::: Passage provided :::
Charitable organizations play a vital role in our society.  These agencies pick up where government and corporations fall off.  What would our society look like if we didn't have these types of agencies? Are we prepared to start changing the way that we build these types of organizations?  As donors and community investors, will we start pushing, engaging, pulling and directing our resources, not based on the cost of raising a dollar or by the CEO compensation, but rather by the proven results of the organizations we support? 

How are you going to articulate your expectations of the charities you support?

At the end of the day, as a donor can you say for certainty that you know what society would look like if you did not fund one of the agencies you currently support?  As a charity, can you articulate what gap, niche, void, your organization plays (i.e. what would society look like if we didn't exist)? 

These are tough questions that challenge how our whole social system is built, how policies are set, how corporate giving programs are established and how fundraising campaigns are marketed.  Are we, as a social system, prepared to ask some of these tough questions AND act on the answers that we hear?

Comments

Amen!

Thanks for the mention and furthering the discussion. I particularly loved this line "Perhaps we should move away from operational efficiencies and start looking at operational EFFECTIVENESS."
::: Entries provided :::
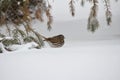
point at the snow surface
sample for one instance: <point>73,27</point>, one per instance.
<point>76,60</point>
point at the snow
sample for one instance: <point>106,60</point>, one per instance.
<point>76,60</point>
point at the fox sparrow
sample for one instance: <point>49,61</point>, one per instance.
<point>55,41</point>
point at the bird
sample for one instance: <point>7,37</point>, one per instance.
<point>55,41</point>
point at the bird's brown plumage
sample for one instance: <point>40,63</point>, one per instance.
<point>56,41</point>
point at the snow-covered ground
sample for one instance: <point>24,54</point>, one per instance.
<point>76,60</point>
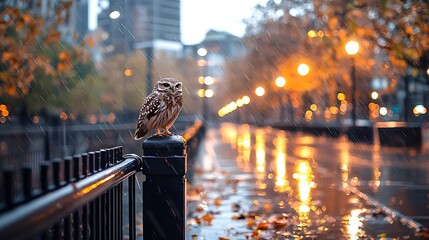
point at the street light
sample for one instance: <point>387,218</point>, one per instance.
<point>115,14</point>
<point>259,91</point>
<point>280,82</point>
<point>303,69</point>
<point>352,48</point>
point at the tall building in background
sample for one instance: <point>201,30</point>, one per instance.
<point>141,24</point>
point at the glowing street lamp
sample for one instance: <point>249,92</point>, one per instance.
<point>259,91</point>
<point>303,69</point>
<point>115,14</point>
<point>374,95</point>
<point>280,82</point>
<point>202,52</point>
<point>352,48</point>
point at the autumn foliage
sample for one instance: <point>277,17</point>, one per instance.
<point>25,33</point>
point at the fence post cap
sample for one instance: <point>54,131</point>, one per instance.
<point>164,146</point>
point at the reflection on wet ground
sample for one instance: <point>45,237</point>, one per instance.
<point>268,184</point>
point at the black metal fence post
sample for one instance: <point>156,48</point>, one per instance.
<point>164,203</point>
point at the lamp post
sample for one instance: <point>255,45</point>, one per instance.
<point>281,82</point>
<point>204,93</point>
<point>352,48</point>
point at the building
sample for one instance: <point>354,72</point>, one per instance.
<point>218,48</point>
<point>141,24</point>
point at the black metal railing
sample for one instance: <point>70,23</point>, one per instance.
<point>93,195</point>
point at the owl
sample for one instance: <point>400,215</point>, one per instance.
<point>161,108</point>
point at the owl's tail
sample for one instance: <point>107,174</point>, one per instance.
<point>140,132</point>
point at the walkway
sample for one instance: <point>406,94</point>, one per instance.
<point>262,183</point>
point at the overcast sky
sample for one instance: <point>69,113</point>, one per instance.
<point>200,16</point>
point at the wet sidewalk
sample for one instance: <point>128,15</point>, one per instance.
<point>268,184</point>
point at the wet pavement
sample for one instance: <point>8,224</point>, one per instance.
<point>263,183</point>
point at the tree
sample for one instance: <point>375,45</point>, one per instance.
<point>37,70</point>
<point>23,32</point>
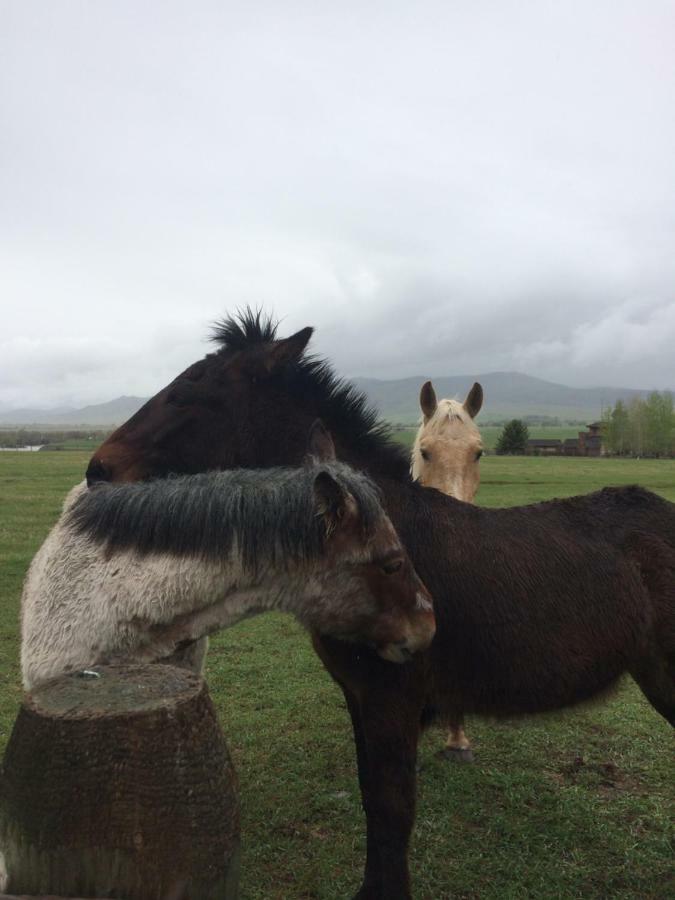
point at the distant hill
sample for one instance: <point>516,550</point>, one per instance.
<point>102,414</point>
<point>507,395</point>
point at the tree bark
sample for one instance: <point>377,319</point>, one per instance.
<point>120,785</point>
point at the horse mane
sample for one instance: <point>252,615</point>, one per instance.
<point>345,410</point>
<point>268,516</point>
<point>245,328</point>
<point>452,409</point>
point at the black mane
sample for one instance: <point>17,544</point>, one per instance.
<point>268,515</point>
<point>344,409</point>
<point>244,329</point>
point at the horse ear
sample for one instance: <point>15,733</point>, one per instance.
<point>331,500</point>
<point>474,400</point>
<point>287,350</point>
<point>428,400</point>
<point>320,444</point>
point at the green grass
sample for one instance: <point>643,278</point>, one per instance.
<point>569,806</point>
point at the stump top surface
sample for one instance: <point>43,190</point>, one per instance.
<point>114,690</point>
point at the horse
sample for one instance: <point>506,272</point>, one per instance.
<point>143,572</point>
<point>537,607</point>
<point>446,456</point>
<point>448,445</point>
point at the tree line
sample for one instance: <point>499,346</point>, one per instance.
<point>641,427</point>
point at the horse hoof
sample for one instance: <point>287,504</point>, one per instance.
<point>457,754</point>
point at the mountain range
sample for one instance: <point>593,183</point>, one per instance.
<point>507,395</point>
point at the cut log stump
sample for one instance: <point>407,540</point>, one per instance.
<point>120,784</point>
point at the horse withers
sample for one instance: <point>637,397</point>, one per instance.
<point>143,572</point>
<point>537,607</point>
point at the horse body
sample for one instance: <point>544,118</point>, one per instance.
<point>537,607</point>
<point>138,573</point>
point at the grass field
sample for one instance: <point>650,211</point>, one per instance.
<point>576,805</point>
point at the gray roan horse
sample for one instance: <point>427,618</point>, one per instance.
<point>537,607</point>
<point>139,572</point>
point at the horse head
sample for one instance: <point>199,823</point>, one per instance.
<point>448,445</point>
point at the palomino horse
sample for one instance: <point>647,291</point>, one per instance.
<point>446,456</point>
<point>137,572</point>
<point>537,607</point>
<point>448,444</point>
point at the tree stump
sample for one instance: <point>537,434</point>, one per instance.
<point>120,784</point>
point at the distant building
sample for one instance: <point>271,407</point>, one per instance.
<point>588,443</point>
<point>543,447</point>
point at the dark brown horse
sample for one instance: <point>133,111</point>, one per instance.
<point>537,607</point>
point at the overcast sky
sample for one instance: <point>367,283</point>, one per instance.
<point>439,188</point>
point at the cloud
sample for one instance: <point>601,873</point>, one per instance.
<point>439,189</point>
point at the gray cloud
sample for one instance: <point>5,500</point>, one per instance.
<point>438,188</point>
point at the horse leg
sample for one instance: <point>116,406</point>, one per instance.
<point>389,729</point>
<point>373,873</point>
<point>190,656</point>
<point>457,746</point>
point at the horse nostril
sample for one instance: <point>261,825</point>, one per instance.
<point>97,472</point>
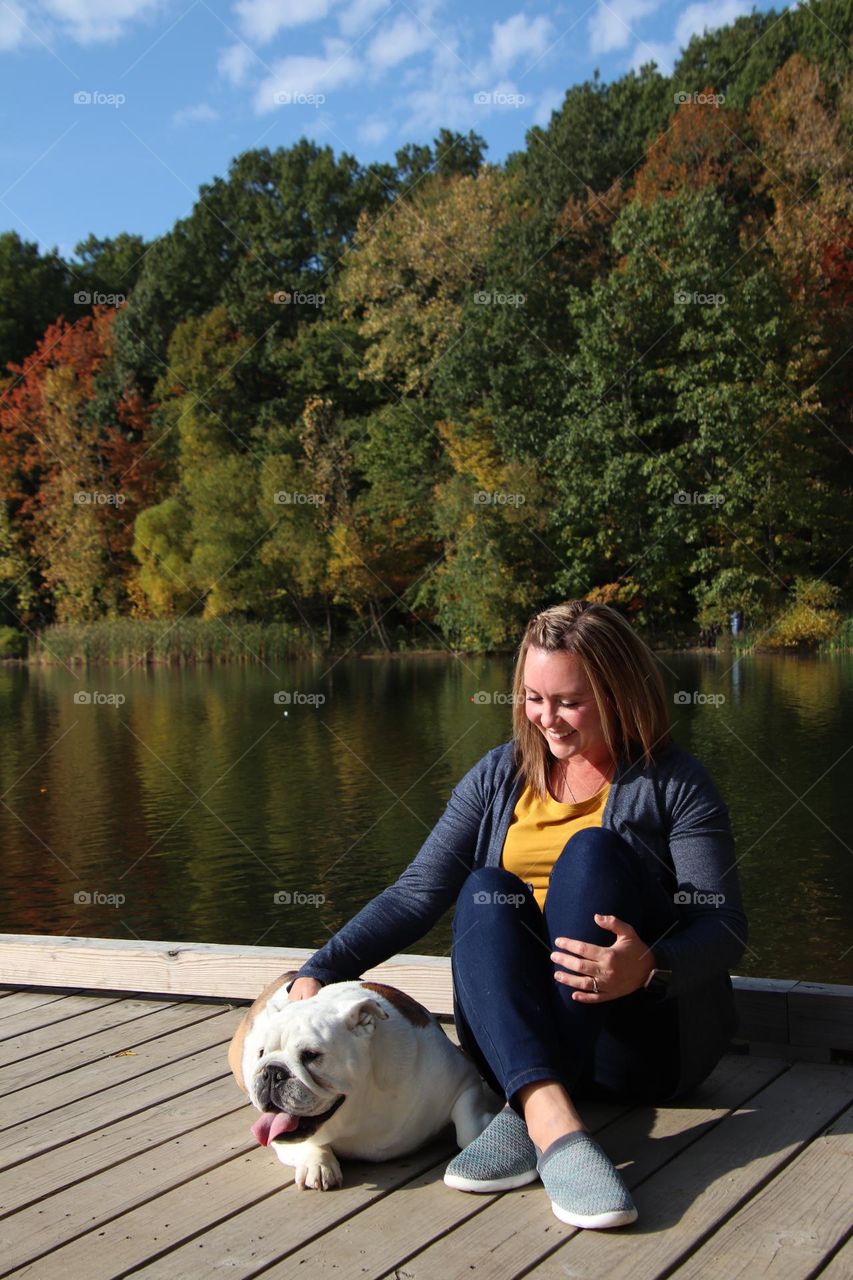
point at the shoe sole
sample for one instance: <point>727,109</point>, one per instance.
<point>491,1184</point>
<point>616,1217</point>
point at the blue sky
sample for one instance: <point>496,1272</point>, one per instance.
<point>174,88</point>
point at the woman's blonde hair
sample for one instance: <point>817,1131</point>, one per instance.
<point>625,680</point>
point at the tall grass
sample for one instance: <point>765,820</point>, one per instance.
<point>172,643</point>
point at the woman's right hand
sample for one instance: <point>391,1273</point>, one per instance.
<point>304,987</point>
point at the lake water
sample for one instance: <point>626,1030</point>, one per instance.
<point>201,809</point>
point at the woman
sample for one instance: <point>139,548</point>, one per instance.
<point>597,913</point>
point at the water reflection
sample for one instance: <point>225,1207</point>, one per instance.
:::
> Activity: Could you rewrite the piece on charitable organizations, everything from "How are you" down to "that we hear?", changing "tough questions" to "hard questions"? The lines after the text are separate material.

> Response area:
How are you going to articulate your expectations of the charities you support?

At the end of the day, as a donor can you say for certainty that you know what society would look like if you did not fund one of the agencies you currently support?  As a charity, can you articulate what gap, niche, void, your organization plays (i.e. what would society look like if we didn't exist)? 

These are hard questions that challenge how our whole social system is built, how policies are set, how corporate giving programs are established and how fundraising campaigns are marketed.  Are we, as a social system, prepared to ask some of these hard questions AND act on the answers that we hear?